WHAT IS EXPECTED.
Turn each line of the material below into one string in a JSON list. Skip blank lines and leave out the pictures.

## Start SUPPLIED DATA

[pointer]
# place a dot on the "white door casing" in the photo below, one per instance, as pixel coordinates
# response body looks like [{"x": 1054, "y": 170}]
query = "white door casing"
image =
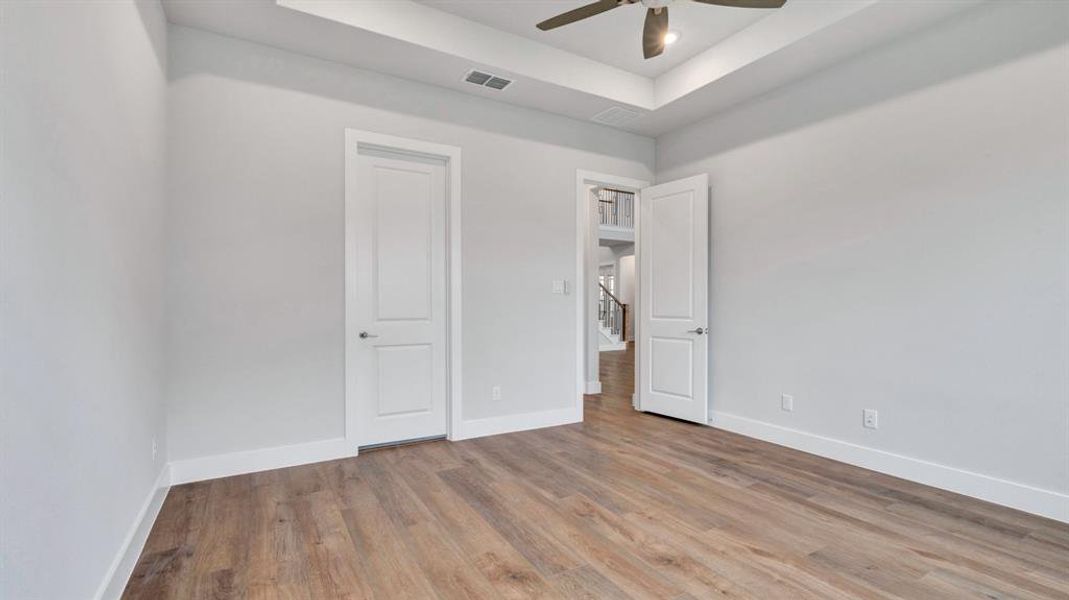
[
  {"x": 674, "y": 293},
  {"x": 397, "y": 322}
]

## End SUPPLIED DATA

RESPONSE TO THIS TASK.
[
  "[pointer]",
  "# place a dot on the \"white door casing\" in the photo below, one per instance, as pixel coordinates",
  "# response body looks like [{\"x\": 1054, \"y\": 170}]",
  "query = \"white door casing\"",
  "image =",
  "[",
  "  {\"x\": 674, \"y\": 293},",
  "  {\"x\": 397, \"y\": 322}",
  "]"
]